→ Document passage:

************

This section uses SVM optimized by PSO to analyze the fault and normal states from the 132 groups of data detected from real transformers. The data were from the oil-dissolved gas and SCADA. We also verified the impact of data richness on the results. The dissolved gases in the oil include C₂H₂, C₂H₄, C₂H₆, CH₄, CO, CO₂, H₂ and total hydrocarbon. The SCADA data include maximum current, minimum current, average current, maximum active power, minimum active power, average active power, maximum reactive power, minimum reactive power, and average reactive power. SVM optimized by PSO is used to diagnose the faults for three kinds of data: using only the dissolved gas data in oil, using only the SCADA data, and using all data. We used 112 groups as the training set and 20 groups as the testing set, and then judged the effect of data types on fault diagnosis.

In this experiment, the number for the particle swarm is 20, the maximum iteration number is 200, and the search interval of parameters $C$ and $\sigma$ are [0.01, 1000] and [0.01, 1000], respectively. The optimized parameter values and accuracy rate of different data types are shown in

Table 3. Fault-diagnostic results of transformer of different methods.

Types	Data	C	$\mathit{\sigma }$	Accuracy Rate
1	Dissolved gas data in oil only	5.023	0.709931	80%
2	SCADA data only	26.5631	7.3787	65%
3	Both above data	36.6918	0.074581	95%

.

For TFD results using only the dissolved gas in the oil, four out of 20 groups of normal data are misdiagnosed as fault state. However, the fault state is diagnosed correctly, and so the accuracy can reach 80% in general. The TFD results of using only SCADA data, as shown in Table 3, has many errors in the non-fault diagnosis. 13 out of 20 groups were correctly evaluated, and the accuracy is as high as 65%. For the TFD results using the dissolved gas in oil and the SCADA data as input data of SVM optimized by PSO, only 1 out of 20 groups of test data is erroneous (the non-fault condition is misdiagnosed as fault state). Hence, the accuracy of the fault diagnosis is 95%.

************

→ Stored data:
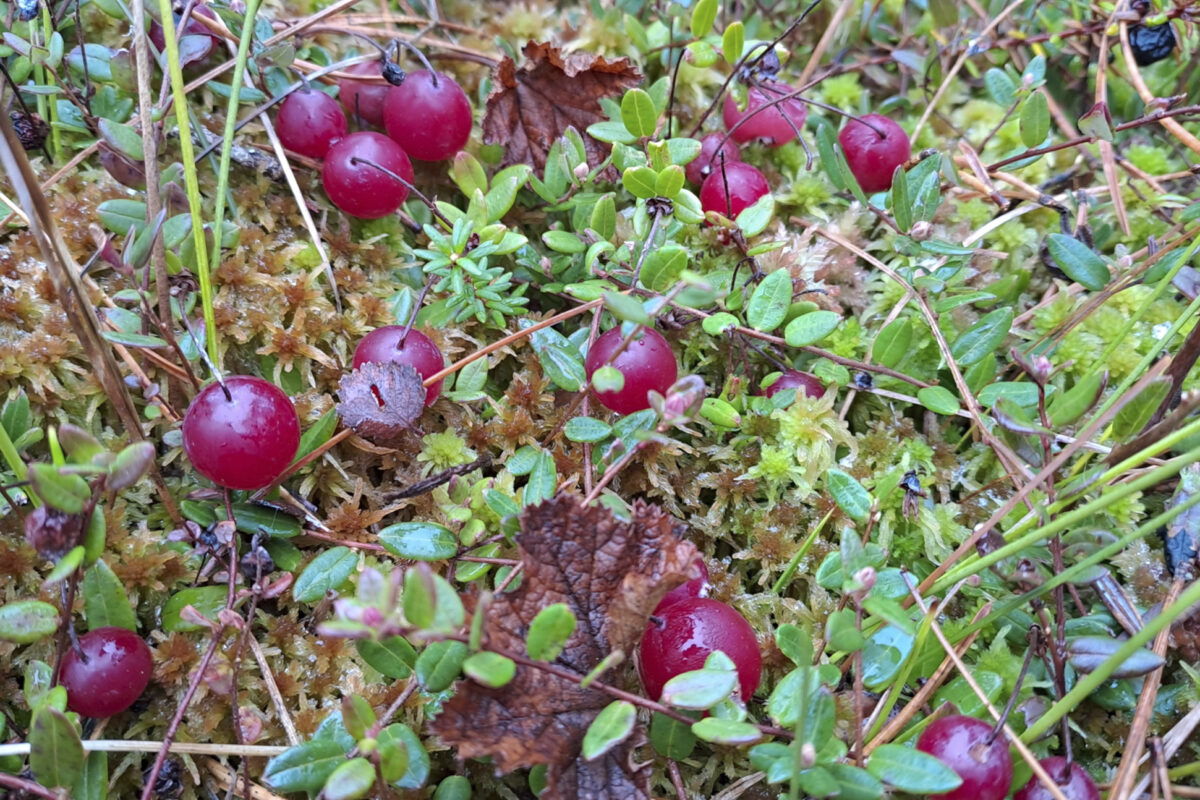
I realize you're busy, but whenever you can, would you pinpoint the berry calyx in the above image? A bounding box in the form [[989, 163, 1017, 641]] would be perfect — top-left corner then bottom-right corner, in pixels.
[[1013, 756, 1100, 800], [763, 369, 824, 397], [721, 80, 808, 148], [337, 61, 391, 127], [184, 375, 300, 489], [838, 114, 912, 193], [275, 89, 346, 158], [383, 70, 472, 161], [354, 325, 445, 405], [320, 131, 413, 219], [917, 715, 1013, 800], [683, 133, 742, 186], [583, 326, 679, 414], [637, 597, 762, 700], [654, 559, 708, 614], [700, 161, 770, 219], [59, 627, 154, 717]]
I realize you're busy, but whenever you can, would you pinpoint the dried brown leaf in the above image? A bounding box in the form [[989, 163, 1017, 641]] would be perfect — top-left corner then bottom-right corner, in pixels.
[[337, 363, 425, 444], [432, 495, 696, 800], [484, 42, 642, 172]]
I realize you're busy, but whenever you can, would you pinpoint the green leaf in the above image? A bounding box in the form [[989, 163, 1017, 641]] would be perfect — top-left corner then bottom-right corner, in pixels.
[[620, 167, 659, 200], [379, 522, 458, 561], [29, 464, 91, 513], [462, 652, 517, 688], [721, 19, 746, 65], [80, 561, 138, 631], [950, 307, 1013, 367], [650, 712, 696, 760], [826, 469, 871, 522], [661, 669, 738, 711], [292, 547, 359, 604], [1021, 91, 1050, 150], [414, 642, 467, 692], [983, 67, 1016, 108], [691, 717, 762, 746], [917, 386, 959, 415], [866, 745, 962, 794], [1046, 234, 1110, 291], [784, 311, 841, 347], [638, 245, 688, 291], [691, 0, 716, 38], [526, 603, 576, 661], [0, 600, 59, 644], [378, 724, 432, 789], [746, 269, 792, 331], [162, 587, 226, 633], [563, 416, 612, 444], [29, 705, 84, 787], [620, 89, 659, 137], [354, 636, 416, 680], [871, 317, 912, 367], [582, 700, 637, 762]]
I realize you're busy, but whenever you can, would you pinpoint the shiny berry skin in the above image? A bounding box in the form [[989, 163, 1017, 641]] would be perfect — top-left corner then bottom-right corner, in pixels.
[[184, 375, 300, 489], [700, 161, 770, 219], [683, 133, 742, 186], [583, 326, 679, 414], [337, 61, 391, 127], [654, 559, 708, 614], [763, 369, 824, 397], [838, 114, 912, 194], [354, 325, 445, 405], [1013, 756, 1100, 800], [637, 597, 762, 700], [383, 70, 472, 161], [59, 627, 154, 717], [721, 80, 808, 148], [320, 131, 413, 219], [917, 715, 1013, 800], [275, 89, 346, 158]]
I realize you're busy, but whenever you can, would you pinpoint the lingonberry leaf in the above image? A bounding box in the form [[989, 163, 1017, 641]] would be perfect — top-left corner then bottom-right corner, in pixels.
[[482, 42, 642, 172], [337, 362, 425, 445], [429, 495, 696, 800]]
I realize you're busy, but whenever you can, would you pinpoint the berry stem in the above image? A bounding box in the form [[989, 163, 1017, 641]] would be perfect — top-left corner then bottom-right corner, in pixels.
[[350, 156, 454, 230]]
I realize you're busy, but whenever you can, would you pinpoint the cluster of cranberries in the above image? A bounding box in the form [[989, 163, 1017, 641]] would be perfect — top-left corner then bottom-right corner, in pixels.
[[275, 62, 472, 219], [686, 80, 912, 219], [637, 560, 762, 700], [917, 715, 1100, 800]]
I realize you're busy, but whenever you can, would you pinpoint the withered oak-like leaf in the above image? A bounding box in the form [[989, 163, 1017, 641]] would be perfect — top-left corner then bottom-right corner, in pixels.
[[337, 363, 425, 445], [432, 494, 696, 800], [482, 42, 642, 172]]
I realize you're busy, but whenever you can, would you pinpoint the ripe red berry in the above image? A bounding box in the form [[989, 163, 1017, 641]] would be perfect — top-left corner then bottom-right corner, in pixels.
[[654, 559, 708, 614], [683, 133, 742, 186], [184, 375, 300, 489], [838, 114, 912, 193], [320, 131, 413, 219], [637, 597, 762, 700], [1013, 756, 1100, 800], [763, 369, 824, 397], [383, 70, 472, 161], [59, 627, 154, 717], [917, 715, 1013, 800], [337, 61, 391, 127], [700, 161, 770, 219], [721, 80, 808, 148], [583, 326, 679, 414], [354, 325, 445, 405], [275, 89, 346, 158]]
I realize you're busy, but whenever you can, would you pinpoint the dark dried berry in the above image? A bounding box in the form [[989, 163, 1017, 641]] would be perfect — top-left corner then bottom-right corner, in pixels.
[[25, 506, 84, 561], [1129, 23, 1175, 67], [8, 110, 50, 150]]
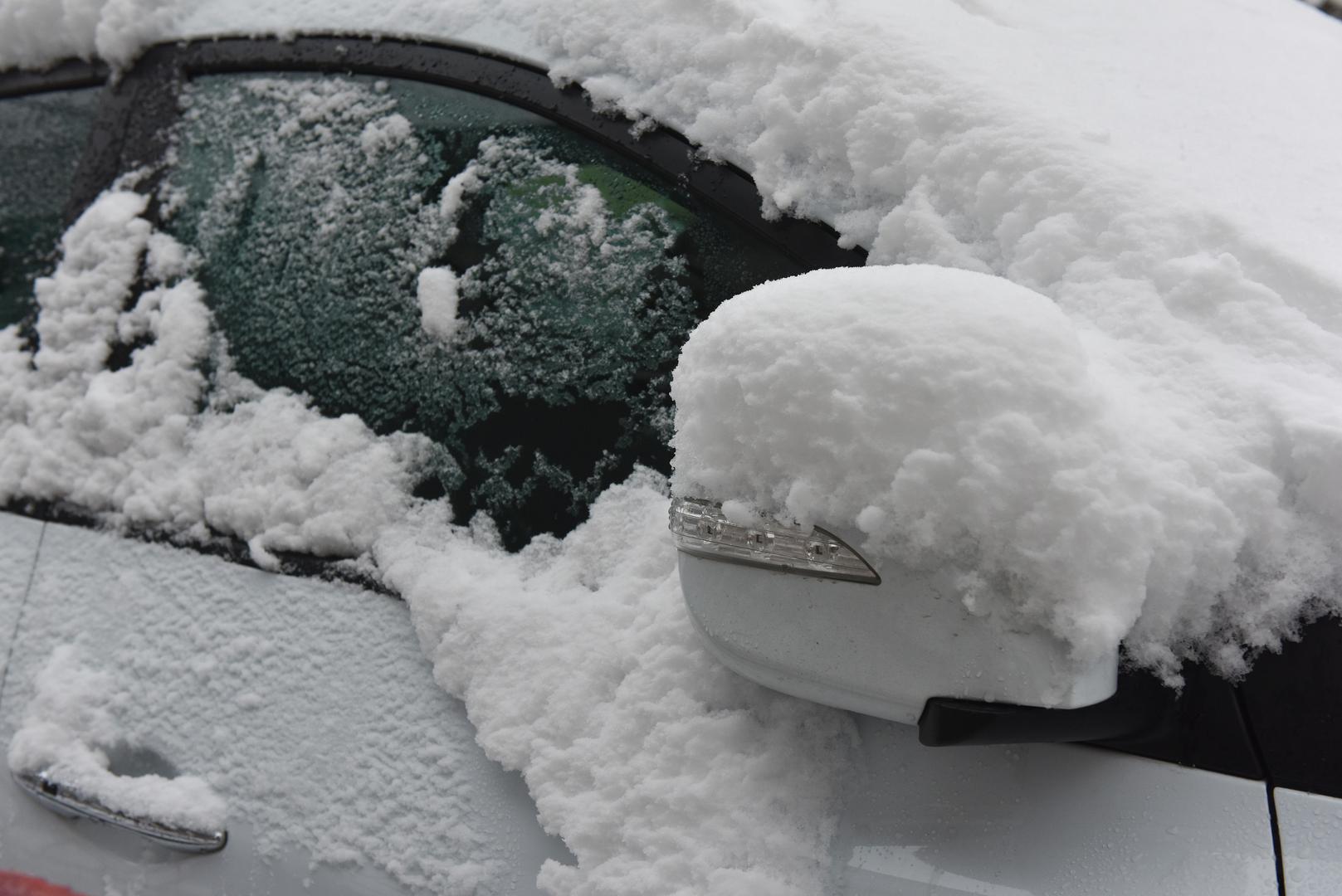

************

→ Assignment:
Could you carry on the passage on diagnosing transformer faults with PSO-optimized SVM, picking up right after its final sentence?

→ Result for this exercise:
Comparing the diagnostic results for the above three data types, type 1 and type 2 can be used to diagnose most of the transformer states, but there errors are different, when diagnosing non-fault states. This is because each data type can reflect the fault states of the transformer to some extent, including part of the transformers’ state changes—but not completely. By combining these two kinds of data, more state information can be considered. The SVM optimized by PSO can learn the rich information from the data, thus improving the accuracy of the transformer-fault diagnosis.

4. Conclusions

A new fault-diagnosis technology for transformers, SVM optimized using PSO, was proposed in this paper, and it fully combines the advantages of the SVM and PSO. We used the dissolved-gas data in oil as the characteristic quantity and compared it with traditional methods as three-ratio, Duval triangle, and the artificial intelligence and machine learning algorithms as BPNN and SVM. The results showed that the proposed technology greatly improves the accuracy of the fault diagnosis. We also analyzed the effect of different data types of transformer on the TFD results. The data types included the dissolved-gas data in the transformer oil only, the SCADA data only, and both of them. The combination of the dissolved-gas data and SCADA data can improve the accuracy of the new technology substantially. This also testifies the importance of having sufficient data to perform an accurate transformer fault diagnosis.

The proposed method can be applied to prognostics and health management system in smart substations. It is noted that, if the amount of fault data is very big, it will take a long time to perform the fault diagnosis and it is inappropriate for on-line diagnosis; if the amount of fault data is not enough, its accuracy will be limited. The balance between the data amount and accuracy in its real applications needs further discussion.